Instructions to follow: Print, without any change, the lines of the listing below from the one containing "Locate every instance of the blurred tree" through the one containing "(653, 1232)".
--
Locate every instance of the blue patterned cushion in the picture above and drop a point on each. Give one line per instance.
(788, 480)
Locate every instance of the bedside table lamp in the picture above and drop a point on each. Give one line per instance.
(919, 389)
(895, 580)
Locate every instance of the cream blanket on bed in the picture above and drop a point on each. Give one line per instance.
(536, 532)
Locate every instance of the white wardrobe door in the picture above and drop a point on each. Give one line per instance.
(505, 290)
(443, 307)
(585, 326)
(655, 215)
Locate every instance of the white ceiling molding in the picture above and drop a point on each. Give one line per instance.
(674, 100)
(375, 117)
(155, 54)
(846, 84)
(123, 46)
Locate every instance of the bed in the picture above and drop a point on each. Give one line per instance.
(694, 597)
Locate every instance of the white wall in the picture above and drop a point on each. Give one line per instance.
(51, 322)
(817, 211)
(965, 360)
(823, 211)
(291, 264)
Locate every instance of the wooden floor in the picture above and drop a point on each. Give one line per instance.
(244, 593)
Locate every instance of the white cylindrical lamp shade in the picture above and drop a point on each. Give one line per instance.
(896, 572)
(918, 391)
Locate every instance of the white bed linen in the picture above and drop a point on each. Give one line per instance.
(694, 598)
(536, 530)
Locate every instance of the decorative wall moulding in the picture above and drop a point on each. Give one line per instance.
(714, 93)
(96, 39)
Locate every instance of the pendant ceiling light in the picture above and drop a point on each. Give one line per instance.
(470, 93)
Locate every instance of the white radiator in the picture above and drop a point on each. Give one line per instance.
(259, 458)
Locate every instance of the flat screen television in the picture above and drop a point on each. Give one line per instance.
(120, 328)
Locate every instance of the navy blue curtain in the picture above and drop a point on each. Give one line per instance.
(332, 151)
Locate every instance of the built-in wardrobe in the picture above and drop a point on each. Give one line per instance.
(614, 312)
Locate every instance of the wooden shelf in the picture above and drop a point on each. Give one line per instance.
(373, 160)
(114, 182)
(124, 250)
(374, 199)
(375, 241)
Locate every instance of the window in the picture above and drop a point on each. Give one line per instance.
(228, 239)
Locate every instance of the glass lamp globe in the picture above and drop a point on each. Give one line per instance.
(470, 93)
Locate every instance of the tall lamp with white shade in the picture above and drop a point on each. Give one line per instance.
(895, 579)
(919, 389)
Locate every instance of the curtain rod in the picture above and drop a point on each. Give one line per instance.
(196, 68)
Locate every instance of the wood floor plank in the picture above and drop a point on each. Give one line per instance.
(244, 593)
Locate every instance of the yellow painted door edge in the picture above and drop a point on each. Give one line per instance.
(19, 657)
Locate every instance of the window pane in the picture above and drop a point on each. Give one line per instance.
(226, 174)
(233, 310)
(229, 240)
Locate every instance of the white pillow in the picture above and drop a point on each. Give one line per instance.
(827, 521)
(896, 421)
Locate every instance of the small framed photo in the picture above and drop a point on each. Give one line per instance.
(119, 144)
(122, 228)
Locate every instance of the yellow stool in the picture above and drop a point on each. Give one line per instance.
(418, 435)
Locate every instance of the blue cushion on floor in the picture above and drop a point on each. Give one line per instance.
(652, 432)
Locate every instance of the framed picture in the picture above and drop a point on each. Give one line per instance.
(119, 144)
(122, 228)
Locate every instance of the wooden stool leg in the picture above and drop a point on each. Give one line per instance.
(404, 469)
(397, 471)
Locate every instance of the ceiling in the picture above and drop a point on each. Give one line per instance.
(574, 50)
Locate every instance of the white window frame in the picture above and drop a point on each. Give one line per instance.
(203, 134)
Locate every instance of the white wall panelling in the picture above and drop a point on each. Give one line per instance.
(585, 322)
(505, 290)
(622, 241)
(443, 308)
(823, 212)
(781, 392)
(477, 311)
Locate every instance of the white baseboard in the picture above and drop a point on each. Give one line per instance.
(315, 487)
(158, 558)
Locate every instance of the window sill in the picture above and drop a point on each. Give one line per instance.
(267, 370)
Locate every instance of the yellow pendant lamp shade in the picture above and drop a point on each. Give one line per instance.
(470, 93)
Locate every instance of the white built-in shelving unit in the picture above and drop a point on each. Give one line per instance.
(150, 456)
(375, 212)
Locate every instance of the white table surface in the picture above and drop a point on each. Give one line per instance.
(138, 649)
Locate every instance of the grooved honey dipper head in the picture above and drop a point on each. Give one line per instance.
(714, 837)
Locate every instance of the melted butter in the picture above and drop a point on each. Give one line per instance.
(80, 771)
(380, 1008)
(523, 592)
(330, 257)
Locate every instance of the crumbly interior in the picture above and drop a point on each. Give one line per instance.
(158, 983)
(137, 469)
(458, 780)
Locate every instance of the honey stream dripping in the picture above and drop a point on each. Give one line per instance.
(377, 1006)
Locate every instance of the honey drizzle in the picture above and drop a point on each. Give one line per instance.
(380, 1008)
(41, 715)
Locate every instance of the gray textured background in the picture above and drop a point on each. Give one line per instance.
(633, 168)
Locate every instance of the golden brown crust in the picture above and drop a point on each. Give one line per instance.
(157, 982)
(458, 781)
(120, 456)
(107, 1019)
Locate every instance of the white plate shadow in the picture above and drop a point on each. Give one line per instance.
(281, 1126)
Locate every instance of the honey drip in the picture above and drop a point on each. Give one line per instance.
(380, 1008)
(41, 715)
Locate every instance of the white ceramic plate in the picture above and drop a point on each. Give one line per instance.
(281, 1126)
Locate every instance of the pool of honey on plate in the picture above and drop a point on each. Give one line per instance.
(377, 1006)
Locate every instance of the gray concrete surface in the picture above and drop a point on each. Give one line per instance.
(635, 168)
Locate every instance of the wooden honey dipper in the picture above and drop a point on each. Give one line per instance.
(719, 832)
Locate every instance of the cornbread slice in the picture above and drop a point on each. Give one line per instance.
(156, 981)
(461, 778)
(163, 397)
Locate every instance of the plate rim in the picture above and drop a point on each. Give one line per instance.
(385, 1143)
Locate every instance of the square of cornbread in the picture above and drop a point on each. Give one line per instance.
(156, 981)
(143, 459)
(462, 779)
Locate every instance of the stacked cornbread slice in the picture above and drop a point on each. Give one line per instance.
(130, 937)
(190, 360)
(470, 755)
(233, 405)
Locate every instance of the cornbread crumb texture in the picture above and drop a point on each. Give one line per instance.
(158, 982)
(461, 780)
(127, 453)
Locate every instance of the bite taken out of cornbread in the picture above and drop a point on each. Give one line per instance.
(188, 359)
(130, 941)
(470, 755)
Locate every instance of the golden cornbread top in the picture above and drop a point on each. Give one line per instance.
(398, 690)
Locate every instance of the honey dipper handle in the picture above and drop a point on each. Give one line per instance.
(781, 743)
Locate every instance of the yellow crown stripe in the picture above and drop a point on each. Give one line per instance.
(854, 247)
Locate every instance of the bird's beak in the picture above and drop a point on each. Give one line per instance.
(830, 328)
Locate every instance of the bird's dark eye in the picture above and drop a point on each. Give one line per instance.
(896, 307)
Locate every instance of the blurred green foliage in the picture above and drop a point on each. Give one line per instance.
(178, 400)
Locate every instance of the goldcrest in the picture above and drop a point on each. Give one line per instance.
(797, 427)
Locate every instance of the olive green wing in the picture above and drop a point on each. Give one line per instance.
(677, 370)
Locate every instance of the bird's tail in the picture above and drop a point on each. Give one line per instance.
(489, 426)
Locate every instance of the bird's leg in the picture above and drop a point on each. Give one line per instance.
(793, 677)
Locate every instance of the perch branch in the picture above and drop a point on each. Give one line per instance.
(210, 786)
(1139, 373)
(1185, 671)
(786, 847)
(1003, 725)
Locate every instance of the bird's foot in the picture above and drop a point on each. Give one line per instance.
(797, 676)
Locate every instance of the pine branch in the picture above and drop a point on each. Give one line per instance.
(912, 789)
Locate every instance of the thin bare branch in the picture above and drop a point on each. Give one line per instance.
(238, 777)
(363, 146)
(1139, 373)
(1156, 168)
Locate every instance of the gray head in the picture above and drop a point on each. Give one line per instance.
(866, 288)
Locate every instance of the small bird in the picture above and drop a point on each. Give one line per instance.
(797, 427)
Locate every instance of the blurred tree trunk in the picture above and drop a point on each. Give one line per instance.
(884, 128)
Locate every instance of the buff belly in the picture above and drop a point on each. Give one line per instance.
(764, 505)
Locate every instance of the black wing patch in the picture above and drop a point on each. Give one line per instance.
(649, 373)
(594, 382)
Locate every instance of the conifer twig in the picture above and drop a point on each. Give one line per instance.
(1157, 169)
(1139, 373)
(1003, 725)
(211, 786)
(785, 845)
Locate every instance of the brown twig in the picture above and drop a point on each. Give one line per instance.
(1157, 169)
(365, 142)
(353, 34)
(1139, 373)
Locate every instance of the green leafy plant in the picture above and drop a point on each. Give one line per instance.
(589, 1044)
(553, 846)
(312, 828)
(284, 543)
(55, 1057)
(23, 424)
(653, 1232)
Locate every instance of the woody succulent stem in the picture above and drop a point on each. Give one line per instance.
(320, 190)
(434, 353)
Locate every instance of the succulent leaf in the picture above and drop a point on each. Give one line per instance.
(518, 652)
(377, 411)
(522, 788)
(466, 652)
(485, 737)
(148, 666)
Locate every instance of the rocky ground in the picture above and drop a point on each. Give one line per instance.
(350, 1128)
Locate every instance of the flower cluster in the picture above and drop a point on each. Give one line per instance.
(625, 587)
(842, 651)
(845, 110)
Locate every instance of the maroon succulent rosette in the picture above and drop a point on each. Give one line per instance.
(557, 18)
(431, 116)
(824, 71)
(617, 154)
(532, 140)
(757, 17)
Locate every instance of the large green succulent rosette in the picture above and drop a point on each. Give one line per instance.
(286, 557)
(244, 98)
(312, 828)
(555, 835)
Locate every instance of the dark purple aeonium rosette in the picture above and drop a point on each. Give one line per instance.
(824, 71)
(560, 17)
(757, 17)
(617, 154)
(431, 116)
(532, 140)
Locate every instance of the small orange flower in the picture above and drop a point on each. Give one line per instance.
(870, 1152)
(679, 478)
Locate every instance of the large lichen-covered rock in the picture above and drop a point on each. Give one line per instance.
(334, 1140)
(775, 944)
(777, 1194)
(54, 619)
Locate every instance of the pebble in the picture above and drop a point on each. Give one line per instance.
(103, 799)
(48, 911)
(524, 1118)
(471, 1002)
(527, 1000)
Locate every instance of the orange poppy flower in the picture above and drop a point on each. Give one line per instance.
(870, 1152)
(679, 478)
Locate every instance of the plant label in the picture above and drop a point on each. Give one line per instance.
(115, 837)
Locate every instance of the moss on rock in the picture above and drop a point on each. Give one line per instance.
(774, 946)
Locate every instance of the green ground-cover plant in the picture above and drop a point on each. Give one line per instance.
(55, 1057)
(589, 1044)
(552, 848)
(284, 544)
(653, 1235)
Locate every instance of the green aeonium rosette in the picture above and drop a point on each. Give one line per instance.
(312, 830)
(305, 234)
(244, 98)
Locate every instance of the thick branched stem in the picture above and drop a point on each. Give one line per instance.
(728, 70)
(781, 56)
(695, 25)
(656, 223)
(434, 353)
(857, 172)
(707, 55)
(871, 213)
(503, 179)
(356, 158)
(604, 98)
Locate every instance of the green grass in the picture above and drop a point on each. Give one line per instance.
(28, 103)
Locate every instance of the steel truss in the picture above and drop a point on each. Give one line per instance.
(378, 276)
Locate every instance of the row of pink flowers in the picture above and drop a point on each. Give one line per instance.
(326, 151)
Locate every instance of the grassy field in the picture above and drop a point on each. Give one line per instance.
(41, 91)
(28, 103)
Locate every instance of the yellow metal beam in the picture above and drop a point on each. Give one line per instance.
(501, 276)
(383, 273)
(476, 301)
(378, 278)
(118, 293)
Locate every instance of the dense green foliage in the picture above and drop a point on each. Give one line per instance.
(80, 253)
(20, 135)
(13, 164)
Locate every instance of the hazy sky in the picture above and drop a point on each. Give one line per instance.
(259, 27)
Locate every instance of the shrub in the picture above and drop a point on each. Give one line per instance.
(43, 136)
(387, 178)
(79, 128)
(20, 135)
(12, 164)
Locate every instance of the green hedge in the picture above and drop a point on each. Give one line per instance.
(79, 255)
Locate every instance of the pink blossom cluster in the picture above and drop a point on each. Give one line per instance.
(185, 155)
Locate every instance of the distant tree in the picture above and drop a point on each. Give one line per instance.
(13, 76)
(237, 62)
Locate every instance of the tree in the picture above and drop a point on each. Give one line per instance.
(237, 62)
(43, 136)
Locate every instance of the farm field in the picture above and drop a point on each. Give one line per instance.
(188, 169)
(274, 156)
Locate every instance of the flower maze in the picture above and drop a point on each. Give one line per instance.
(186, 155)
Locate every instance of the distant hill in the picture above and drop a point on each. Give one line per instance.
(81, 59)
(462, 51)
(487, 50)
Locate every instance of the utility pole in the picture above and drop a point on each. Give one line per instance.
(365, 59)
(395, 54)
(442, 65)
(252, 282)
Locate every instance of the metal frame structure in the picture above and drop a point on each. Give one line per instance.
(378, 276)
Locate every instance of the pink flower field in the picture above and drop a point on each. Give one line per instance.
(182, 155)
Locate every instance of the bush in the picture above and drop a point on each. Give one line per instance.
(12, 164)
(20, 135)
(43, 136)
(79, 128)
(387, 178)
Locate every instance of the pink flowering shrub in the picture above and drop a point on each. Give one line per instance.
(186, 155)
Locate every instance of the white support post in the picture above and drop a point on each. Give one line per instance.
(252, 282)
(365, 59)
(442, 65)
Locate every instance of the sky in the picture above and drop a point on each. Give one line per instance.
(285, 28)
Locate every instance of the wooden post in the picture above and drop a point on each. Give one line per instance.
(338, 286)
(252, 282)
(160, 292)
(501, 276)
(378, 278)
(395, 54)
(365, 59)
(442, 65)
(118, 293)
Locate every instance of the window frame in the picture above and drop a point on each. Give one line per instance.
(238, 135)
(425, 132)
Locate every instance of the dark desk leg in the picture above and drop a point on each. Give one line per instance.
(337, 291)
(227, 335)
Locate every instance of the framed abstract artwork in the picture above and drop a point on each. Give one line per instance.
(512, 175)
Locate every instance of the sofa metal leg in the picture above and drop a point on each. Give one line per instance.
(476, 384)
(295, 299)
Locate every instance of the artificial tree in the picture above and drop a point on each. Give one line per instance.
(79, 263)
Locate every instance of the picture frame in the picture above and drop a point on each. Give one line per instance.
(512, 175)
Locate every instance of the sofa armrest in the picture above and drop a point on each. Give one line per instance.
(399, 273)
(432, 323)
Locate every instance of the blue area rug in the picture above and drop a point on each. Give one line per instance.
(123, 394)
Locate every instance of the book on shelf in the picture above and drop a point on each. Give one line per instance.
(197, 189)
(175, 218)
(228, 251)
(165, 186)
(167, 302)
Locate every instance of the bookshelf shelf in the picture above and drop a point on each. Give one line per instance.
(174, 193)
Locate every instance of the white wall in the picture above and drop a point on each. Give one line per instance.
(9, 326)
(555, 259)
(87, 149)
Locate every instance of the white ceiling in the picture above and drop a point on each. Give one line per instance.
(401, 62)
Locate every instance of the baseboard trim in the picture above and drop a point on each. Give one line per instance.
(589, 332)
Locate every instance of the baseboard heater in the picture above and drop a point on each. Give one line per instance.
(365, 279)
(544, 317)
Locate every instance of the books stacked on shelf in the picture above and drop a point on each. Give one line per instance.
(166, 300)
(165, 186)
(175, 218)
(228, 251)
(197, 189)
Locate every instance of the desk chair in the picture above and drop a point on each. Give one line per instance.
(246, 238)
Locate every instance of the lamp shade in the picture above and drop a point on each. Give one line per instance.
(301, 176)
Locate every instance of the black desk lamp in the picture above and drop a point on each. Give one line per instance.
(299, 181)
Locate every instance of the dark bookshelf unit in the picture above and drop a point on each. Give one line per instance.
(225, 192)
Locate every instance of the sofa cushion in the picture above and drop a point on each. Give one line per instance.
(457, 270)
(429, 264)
--
Expected answer:
Locate every instance of the blurred tree trunk in the picture above and drop a point on each. Give one line per instance.
(884, 128)
Locate every instance of the buff belly in the picture above and drop a point on each. Give one line per instance.
(764, 505)
Locate every instance of the black wing patch in the picture above and drop a point on each. Give one line per instance.
(649, 373)
(594, 382)
Locate every instance of the conifer twig in the picture above and drop a point on each. Give one line per instance.
(1157, 169)
(1139, 373)
(1003, 725)
(211, 786)
(785, 845)
Locate every instance of the brown twig in the picture above and drop a point on each. Give one line per instance.
(1157, 169)
(365, 142)
(353, 34)
(1139, 373)
Locate every instance of the green leafy plant in the picture above and drop a point on each. Give one line per instance.
(589, 1044)
(553, 846)
(312, 828)
(284, 543)
(55, 1057)
(23, 424)
(653, 1232)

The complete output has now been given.